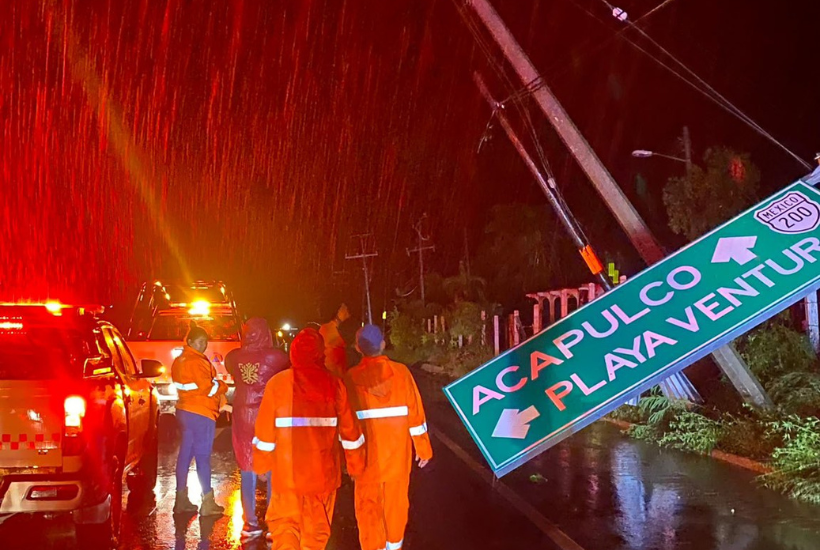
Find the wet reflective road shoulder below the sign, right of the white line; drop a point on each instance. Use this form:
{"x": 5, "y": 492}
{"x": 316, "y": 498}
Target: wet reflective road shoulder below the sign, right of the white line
{"x": 607, "y": 491}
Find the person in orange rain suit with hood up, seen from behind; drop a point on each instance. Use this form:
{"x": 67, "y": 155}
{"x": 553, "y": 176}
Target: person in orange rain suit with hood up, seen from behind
{"x": 303, "y": 417}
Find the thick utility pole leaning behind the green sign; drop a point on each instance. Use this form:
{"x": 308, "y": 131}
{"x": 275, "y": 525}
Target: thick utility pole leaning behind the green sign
{"x": 727, "y": 357}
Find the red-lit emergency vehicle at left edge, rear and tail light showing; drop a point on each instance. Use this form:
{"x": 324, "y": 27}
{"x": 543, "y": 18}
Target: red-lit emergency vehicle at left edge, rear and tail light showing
{"x": 78, "y": 415}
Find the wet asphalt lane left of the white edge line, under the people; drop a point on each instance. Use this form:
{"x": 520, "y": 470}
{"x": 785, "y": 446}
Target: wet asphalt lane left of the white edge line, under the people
{"x": 448, "y": 510}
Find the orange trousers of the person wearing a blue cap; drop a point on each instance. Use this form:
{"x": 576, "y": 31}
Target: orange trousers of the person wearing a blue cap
{"x": 381, "y": 512}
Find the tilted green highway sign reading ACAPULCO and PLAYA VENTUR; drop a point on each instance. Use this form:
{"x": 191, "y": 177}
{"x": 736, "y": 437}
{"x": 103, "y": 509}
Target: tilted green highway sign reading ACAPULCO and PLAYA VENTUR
{"x": 665, "y": 318}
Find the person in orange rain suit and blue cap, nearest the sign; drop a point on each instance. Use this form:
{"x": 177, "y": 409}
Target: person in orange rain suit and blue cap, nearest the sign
{"x": 388, "y": 404}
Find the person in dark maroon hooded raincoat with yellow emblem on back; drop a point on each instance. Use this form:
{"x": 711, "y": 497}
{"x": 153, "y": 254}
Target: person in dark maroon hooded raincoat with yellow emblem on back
{"x": 251, "y": 367}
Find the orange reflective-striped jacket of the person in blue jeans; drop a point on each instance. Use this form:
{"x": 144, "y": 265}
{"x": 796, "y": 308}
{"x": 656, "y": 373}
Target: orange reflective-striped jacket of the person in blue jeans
{"x": 195, "y": 379}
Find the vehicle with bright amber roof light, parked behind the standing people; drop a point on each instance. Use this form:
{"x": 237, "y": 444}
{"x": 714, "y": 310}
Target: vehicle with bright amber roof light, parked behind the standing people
{"x": 161, "y": 318}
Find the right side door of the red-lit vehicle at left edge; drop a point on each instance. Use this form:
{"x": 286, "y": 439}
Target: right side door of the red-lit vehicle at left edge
{"x": 136, "y": 394}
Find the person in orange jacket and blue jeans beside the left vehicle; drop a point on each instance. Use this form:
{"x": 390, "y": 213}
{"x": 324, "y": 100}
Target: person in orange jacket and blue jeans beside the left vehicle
{"x": 201, "y": 397}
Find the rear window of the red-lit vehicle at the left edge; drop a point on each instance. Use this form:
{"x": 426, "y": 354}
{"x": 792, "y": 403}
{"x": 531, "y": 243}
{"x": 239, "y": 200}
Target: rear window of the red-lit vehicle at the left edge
{"x": 40, "y": 353}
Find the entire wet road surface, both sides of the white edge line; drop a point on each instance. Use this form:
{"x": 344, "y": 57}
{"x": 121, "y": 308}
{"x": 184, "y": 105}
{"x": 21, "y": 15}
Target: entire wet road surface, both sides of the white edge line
{"x": 597, "y": 490}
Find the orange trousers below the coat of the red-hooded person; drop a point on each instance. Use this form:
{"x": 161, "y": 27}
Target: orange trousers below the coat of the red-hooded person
{"x": 300, "y": 522}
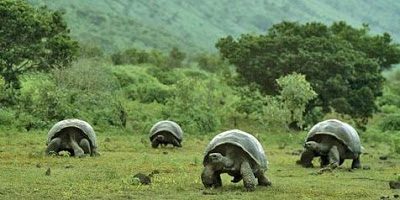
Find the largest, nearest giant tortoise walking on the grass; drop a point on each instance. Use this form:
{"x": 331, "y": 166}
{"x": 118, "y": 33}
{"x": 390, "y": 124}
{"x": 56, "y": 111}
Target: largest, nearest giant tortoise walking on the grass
{"x": 237, "y": 153}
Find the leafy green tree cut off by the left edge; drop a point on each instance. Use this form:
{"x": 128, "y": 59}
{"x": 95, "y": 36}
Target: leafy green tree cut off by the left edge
{"x": 32, "y": 39}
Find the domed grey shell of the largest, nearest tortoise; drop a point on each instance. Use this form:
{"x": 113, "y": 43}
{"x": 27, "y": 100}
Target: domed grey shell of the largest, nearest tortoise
{"x": 244, "y": 140}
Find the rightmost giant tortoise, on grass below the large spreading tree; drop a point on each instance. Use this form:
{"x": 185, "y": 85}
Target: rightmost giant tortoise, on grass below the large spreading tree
{"x": 334, "y": 141}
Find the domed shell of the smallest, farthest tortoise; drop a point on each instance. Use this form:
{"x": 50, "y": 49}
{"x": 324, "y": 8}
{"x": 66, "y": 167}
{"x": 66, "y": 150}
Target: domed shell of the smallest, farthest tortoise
{"x": 168, "y": 126}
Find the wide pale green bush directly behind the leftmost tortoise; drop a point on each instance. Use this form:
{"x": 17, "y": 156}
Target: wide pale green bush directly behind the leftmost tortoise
{"x": 87, "y": 90}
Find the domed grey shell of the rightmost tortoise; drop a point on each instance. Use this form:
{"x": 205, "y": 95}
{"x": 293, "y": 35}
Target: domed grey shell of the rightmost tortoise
{"x": 342, "y": 131}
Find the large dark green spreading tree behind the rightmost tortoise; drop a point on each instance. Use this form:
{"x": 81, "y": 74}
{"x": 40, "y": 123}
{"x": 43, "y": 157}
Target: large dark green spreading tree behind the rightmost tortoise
{"x": 343, "y": 64}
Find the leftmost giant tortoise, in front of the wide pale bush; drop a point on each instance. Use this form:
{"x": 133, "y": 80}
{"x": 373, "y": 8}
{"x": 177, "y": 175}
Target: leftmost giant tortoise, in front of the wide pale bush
{"x": 72, "y": 135}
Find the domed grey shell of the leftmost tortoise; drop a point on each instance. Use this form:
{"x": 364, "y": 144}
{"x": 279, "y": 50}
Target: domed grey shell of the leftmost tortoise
{"x": 80, "y": 124}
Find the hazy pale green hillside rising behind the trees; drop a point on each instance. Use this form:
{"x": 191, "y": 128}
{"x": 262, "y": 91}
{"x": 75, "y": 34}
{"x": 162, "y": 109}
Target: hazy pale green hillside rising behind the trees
{"x": 195, "y": 25}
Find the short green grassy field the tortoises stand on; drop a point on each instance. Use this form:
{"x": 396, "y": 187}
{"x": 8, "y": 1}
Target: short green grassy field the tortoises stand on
{"x": 23, "y": 171}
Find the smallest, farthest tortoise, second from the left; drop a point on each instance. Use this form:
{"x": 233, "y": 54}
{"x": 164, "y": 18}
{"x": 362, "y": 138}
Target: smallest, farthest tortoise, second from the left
{"x": 166, "y": 132}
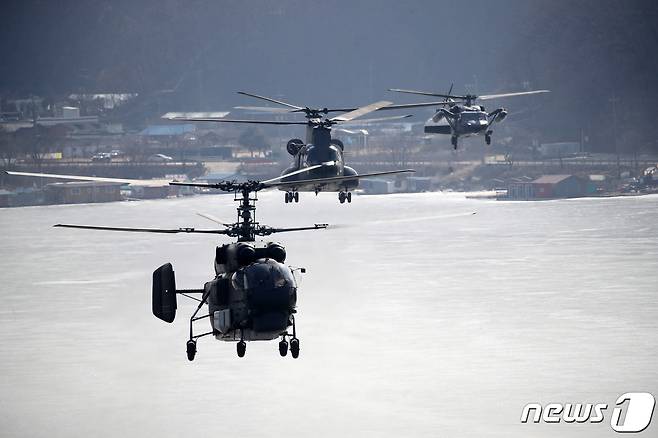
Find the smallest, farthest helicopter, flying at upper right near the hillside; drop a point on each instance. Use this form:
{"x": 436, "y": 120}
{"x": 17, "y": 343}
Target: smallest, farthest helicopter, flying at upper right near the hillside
{"x": 463, "y": 118}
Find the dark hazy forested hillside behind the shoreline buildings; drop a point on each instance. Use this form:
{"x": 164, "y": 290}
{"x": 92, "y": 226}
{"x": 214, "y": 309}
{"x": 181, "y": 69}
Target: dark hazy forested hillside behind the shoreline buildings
{"x": 332, "y": 52}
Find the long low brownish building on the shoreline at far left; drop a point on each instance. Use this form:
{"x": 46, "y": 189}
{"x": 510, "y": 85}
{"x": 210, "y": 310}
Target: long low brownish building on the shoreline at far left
{"x": 80, "y": 192}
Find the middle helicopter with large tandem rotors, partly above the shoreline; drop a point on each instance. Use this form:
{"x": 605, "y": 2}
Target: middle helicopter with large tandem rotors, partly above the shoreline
{"x": 319, "y": 162}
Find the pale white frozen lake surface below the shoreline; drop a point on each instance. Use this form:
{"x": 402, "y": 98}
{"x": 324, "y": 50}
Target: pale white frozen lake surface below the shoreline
{"x": 416, "y": 318}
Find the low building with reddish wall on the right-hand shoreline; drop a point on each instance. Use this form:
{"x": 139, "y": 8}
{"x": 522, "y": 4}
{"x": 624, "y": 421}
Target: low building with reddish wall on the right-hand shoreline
{"x": 547, "y": 187}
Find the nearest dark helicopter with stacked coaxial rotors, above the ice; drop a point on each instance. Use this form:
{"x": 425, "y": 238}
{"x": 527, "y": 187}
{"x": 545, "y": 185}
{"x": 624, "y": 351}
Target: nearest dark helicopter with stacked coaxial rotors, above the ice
{"x": 253, "y": 296}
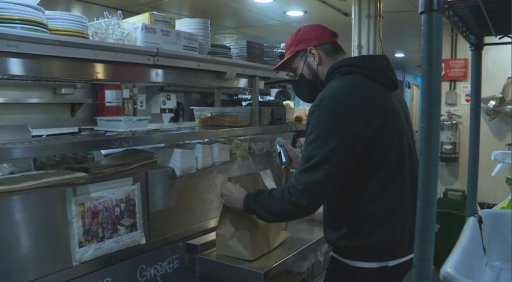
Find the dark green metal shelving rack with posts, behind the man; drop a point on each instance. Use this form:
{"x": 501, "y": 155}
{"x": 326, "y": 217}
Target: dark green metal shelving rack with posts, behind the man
{"x": 474, "y": 19}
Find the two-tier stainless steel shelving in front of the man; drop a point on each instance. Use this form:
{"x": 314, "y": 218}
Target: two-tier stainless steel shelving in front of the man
{"x": 37, "y": 57}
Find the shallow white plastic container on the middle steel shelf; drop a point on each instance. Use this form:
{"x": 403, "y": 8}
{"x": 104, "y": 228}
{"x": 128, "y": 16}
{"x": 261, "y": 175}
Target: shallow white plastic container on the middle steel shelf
{"x": 122, "y": 123}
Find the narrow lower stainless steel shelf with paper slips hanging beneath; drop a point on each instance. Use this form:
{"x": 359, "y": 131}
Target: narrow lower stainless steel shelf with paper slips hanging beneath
{"x": 52, "y": 145}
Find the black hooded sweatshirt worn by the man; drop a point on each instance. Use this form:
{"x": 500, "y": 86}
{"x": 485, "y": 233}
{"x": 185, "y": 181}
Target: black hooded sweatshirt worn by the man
{"x": 359, "y": 161}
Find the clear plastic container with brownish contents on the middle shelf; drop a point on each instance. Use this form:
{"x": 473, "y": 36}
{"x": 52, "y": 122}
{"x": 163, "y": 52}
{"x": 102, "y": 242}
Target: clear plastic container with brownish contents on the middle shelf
{"x": 206, "y": 117}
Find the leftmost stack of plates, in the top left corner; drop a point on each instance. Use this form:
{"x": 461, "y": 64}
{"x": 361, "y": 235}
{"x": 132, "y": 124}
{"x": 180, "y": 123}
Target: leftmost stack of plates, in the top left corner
{"x": 21, "y": 15}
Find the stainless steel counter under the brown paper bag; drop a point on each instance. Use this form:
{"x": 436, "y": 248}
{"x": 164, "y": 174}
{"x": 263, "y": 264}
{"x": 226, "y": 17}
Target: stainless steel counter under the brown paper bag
{"x": 302, "y": 257}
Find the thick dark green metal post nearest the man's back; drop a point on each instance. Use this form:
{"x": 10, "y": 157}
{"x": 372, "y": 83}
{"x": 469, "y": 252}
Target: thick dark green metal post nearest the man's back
{"x": 432, "y": 33}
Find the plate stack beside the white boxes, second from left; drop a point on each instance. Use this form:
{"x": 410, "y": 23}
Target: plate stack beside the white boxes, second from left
{"x": 67, "y": 24}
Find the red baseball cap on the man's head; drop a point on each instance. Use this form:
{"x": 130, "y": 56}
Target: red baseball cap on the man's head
{"x": 304, "y": 37}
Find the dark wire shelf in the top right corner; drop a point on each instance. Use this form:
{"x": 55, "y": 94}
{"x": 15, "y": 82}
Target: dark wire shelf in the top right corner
{"x": 475, "y": 19}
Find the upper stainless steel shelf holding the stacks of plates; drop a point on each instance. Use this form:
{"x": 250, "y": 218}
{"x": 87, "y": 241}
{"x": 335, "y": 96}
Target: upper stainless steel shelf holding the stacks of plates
{"x": 33, "y": 56}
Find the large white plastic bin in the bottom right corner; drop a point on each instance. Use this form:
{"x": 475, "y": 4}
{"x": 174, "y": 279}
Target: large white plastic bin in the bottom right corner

####################

Task item
List, from the entries above, every line in which the word "bottom" shows up.

Written solution
Find the large white plastic bin in the bottom right corner; drop a point on each instance. Use this form:
Target: large white plastic bin in the bottom right corner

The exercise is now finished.